**Task statement**
Report how many lines of the entries below contain the string "handle", matching case exactly. Give only the number.

**Data to process**
● ● ●

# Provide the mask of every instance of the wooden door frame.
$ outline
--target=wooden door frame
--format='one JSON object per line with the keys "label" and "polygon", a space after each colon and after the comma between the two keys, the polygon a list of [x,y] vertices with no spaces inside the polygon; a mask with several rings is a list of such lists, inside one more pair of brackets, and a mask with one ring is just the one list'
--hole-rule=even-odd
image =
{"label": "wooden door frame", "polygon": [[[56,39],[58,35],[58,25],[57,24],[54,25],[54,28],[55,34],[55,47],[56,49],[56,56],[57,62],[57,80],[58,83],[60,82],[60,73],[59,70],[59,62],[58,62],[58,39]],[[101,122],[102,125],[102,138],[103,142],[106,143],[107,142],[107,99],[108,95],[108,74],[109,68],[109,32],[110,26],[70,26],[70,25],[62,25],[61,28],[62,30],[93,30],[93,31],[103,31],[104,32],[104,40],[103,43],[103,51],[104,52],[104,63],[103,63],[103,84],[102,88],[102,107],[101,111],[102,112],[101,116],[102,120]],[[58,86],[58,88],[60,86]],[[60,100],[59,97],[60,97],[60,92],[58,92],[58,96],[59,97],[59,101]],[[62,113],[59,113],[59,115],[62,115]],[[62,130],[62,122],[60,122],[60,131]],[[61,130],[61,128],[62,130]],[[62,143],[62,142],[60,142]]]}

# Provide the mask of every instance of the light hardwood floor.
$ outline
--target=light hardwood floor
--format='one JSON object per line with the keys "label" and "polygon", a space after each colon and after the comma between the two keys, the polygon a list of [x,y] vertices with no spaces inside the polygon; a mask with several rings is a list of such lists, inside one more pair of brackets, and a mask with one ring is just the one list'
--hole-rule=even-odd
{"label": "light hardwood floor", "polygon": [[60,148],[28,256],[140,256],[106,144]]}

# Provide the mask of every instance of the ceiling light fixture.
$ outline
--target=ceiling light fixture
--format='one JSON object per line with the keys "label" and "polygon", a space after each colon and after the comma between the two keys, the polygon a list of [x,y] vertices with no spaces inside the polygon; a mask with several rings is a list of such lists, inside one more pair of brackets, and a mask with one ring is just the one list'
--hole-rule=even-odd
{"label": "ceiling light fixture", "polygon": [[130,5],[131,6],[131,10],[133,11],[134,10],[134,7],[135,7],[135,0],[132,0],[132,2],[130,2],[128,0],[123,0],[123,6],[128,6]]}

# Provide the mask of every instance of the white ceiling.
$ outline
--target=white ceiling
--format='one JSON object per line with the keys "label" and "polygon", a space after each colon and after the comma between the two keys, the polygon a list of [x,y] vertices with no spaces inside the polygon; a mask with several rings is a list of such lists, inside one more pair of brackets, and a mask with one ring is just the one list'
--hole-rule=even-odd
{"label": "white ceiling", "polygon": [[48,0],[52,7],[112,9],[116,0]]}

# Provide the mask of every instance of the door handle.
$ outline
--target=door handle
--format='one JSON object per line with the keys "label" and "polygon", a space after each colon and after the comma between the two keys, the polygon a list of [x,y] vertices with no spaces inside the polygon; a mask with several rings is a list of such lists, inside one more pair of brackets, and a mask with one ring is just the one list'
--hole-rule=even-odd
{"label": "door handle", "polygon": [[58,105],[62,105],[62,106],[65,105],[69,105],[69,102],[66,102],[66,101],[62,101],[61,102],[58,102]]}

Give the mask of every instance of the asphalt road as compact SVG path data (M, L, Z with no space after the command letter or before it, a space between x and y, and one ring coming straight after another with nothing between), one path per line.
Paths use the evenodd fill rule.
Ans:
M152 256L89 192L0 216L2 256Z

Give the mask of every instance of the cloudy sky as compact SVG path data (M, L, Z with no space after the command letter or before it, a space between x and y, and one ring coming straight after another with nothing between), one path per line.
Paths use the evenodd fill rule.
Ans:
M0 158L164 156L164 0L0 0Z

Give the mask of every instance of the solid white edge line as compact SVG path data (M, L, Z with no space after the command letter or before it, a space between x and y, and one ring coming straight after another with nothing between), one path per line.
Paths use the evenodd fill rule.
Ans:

● ● ●

**Response to the task**
3